— WORK REQUIRED —
Your output should repeat the entries below exactly. It should contain no images.

(TASK INPUTS Opens)

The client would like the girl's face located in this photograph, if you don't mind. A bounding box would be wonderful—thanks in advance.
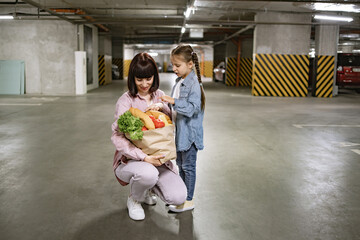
[171,55,193,79]
[135,76,154,95]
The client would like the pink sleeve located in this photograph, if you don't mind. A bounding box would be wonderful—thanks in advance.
[156,90,171,117]
[111,93,147,161]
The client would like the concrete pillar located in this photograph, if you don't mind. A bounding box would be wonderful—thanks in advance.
[99,36,112,84]
[242,38,253,58]
[315,25,339,56]
[254,13,311,55]
[252,12,311,97]
[99,36,112,55]
[314,25,339,97]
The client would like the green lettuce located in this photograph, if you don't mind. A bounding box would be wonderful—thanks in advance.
[117,111,144,140]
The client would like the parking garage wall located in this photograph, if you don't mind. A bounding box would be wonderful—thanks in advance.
[0,20,77,95]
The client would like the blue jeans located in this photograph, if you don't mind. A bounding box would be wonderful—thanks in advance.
[176,143,198,201]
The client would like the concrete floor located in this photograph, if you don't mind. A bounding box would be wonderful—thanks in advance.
[1,73,360,240]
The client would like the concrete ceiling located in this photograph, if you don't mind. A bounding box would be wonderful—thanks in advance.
[1,0,359,46]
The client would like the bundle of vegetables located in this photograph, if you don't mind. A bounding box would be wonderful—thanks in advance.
[117,110,144,140]
[143,110,172,130]
[117,108,173,140]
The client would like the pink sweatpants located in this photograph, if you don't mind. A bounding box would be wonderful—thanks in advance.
[115,160,187,205]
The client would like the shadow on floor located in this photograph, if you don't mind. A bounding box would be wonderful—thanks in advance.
[72,207,196,240]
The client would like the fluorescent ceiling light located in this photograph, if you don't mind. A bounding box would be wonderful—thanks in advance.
[181,27,186,33]
[0,15,14,20]
[190,28,203,38]
[314,15,353,22]
[184,7,193,18]
[312,3,360,13]
[148,52,158,57]
[340,34,360,39]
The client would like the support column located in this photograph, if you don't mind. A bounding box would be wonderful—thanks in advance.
[314,25,339,97]
[98,35,112,85]
[236,38,241,87]
[252,12,311,97]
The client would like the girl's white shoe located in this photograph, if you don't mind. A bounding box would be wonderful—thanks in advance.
[168,200,194,213]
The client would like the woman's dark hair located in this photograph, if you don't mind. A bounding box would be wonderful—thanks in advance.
[128,52,159,97]
[171,45,206,111]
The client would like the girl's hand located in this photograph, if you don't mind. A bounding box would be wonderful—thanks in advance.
[160,95,175,105]
[144,155,165,167]
[146,103,162,112]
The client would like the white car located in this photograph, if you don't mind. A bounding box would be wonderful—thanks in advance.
[213,61,226,82]
[112,64,120,79]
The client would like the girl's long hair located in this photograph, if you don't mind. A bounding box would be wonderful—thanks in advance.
[171,45,206,111]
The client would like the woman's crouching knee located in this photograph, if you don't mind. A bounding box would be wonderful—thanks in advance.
[166,187,187,205]
[133,168,159,189]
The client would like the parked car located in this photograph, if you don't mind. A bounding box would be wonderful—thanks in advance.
[166,63,174,72]
[112,64,120,79]
[336,53,360,92]
[213,61,226,82]
[156,62,163,73]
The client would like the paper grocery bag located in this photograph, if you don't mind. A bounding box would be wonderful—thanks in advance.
[126,125,176,164]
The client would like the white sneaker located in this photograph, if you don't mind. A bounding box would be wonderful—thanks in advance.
[168,200,194,213]
[144,189,157,205]
[127,196,145,221]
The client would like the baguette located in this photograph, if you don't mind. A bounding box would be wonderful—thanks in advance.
[129,107,155,130]
[145,110,172,124]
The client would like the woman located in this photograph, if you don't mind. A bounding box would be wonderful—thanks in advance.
[111,53,187,221]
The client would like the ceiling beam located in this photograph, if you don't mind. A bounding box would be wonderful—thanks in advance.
[214,25,255,46]
[21,0,74,24]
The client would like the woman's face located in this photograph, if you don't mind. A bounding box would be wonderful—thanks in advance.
[135,76,154,95]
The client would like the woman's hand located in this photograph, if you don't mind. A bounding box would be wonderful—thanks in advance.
[160,95,175,105]
[144,155,165,167]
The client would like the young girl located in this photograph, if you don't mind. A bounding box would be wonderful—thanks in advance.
[161,45,205,212]
[111,53,187,221]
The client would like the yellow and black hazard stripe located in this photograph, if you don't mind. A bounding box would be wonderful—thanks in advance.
[123,59,131,78]
[226,57,237,86]
[98,55,105,85]
[315,55,334,98]
[204,61,213,78]
[225,57,253,86]
[239,57,252,86]
[252,54,309,97]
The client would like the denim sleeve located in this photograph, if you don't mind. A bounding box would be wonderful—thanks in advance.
[173,83,201,118]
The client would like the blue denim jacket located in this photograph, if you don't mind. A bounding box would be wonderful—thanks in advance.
[171,71,204,152]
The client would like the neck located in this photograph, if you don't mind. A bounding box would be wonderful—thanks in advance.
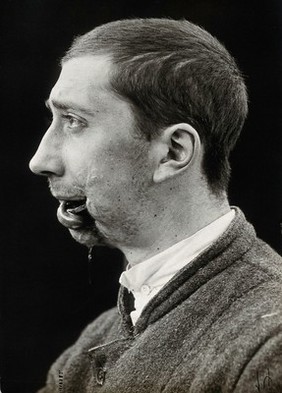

(TASK INPUTS Closes)

— EXPECTED ANSWER —
The client would like the girl's face located in this photograph, if you don't mind. A bounding box would be wonderful—thanks in advance.
[171,55,193,79]
[135,76,154,95]
The client would like the pink sleeve located in this photograph, if you don't mind. A bounding box would be wonderful—thanks in advance.
[156,90,171,117]
[111,93,147,161]
The client would like the concrete pillar located in this photograph, if you don't mind. A bounding box would be wonderful—thanks in advance.
[99,36,112,84]
[242,38,253,58]
[315,25,339,56]
[254,13,311,55]
[252,12,311,97]
[99,36,112,55]
[314,25,339,97]
The client would like the green lettuce located in this photograph, if you don't mind. A bounding box would be wonderful—thanks in advance.
[117,111,144,140]
The client would like the parking garage wall located in this photograph, if you don't mind. A bounding box would be wonderful—thanks in advance.
[0,20,77,95]
The client would like the blue jeans located in this photograph, if you don't mind. A bounding box would be wonderful—thanks in advance.
[176,143,198,201]
The client would like the concrete floor located in this photograph, if you don't mind. A bounding box would be wonderful—thanks in advance.
[1,73,360,240]
The client would like the concrete ceiling located in this photograph, if you don't mind. A bounding box would be wonderful—thanks in advance.
[1,0,359,46]
The client would like the bundle of vegetables located in this photograph, if you don't mind. A bounding box would be wonderful—thanks in advance.
[117,110,144,140]
[143,110,172,130]
[117,108,173,140]
The client would like the pink sweatpants located in this photograph, if you don't mind. A bounding box would be wonderful—thanks in advance.
[115,160,187,205]
The client would like the shadow on floor located in this photograph, if you don't mind. A bounding box would be wonderful—thanks in advance.
[72,207,196,240]
The client would like the fluorescent ceiling light located in this photograph, if you don't mind. A bounding box would be wonderful—thanks in advance.
[181,27,186,33]
[0,15,14,20]
[190,28,203,38]
[314,15,353,22]
[184,7,193,18]
[312,3,360,13]
[148,52,158,57]
[340,34,360,39]
The client would like the support column located in this photograph, if you don't mind. A bounding box would be wonderful—thanks in advance.
[314,25,339,97]
[98,35,112,85]
[236,38,241,87]
[252,12,311,97]
The client would like the girl's white shoe located in this photograph, if you don't mind. A bounding box would be wonderful—thanks in advance.
[168,200,194,213]
The client would like the woman's dark hair located in this photograph, if you don't mind. A bounding box would be wonderful—thanks in advance.
[128,52,159,97]
[171,45,206,111]
The client would like the girl's hand located in this photograph, if you don't mind. A bounding box would be wonderful—thanks in advance.
[160,95,175,105]
[144,155,165,167]
[146,103,162,112]
The client would like the white car located in this photograph, if you don't mind. A bounding box would be wonderful—thanks in advance.
[213,61,226,82]
[112,64,120,79]
The client would like the girl's long hair located in this photograph, if you don't mind. A bounding box would be wonderful—thanks in advance.
[171,45,206,111]
The client would like the woman's crouching knee located in this photograph, if you don't mind. A bounding box would be wonderful—thanks in advance.
[166,187,187,205]
[133,168,159,189]
The client would like the parked car located in this photograph, if you don't mind. A bounding box would be wonderful—thanks in advance.
[166,63,174,72]
[112,64,120,79]
[336,53,360,92]
[213,61,226,82]
[156,62,163,73]
The client would like the paper grocery bag located in this photograph, if you don't mind. A bounding box would be wonderful—thanks in advance.
[126,125,176,164]
The client would like the white sneaker located in this photograph, if you don't mind. A bounding box would be wonderful—thanks in advance.
[168,200,194,213]
[144,189,157,205]
[127,196,145,221]
The client would like the baguette located in this photograph, if you don't mind. A bounding box would be wonderful—thanks in advance.
[129,107,155,130]
[145,110,172,124]
The client would like the woman located in this photograph, if you don't mind. A bounding box would be wonderful—thanks in advance.
[111,53,187,221]
The client would like the ceiling beam located in this photograph, if you don't mind. A bounding box would be wonderful—thanks in advance.
[214,25,255,46]
[21,0,74,24]
The client would like the woman's face located in this photograph, if you don't mind. A bounding box would be wonderful—thanks in advance.
[135,76,154,95]
The client would like the woman's hand located in this photograph, if you don't mind. A bounding box would be wonderful—thanks in advance.
[160,95,175,105]
[144,155,165,167]
The client would like the young girl located in this photograph, if you don't mind. A bounding box would be wonderful—thanks in advance.
[161,45,205,212]
[111,53,187,221]
The client would like the yellow and black hazard stripe located in this photograph, if you don't mind. A bounding box would be wonderful—thanks in advance.
[123,59,131,78]
[226,57,237,86]
[98,55,105,85]
[315,55,334,98]
[204,61,213,78]
[225,57,253,86]
[239,57,252,86]
[252,54,309,97]
The client would like the denim sleeve located in this photograph, if you don't mind. A bounding box would be wonderful—thanks in advance.
[173,83,201,118]
The client would like the blue denim jacket located in this photograph, if you don't mind. A bounding box would be wonderful—thanks in advance.
[171,71,204,152]
The client would like the neck located in this photograph, if you don't mind. A bounding box would be wonderful—thanks in advance.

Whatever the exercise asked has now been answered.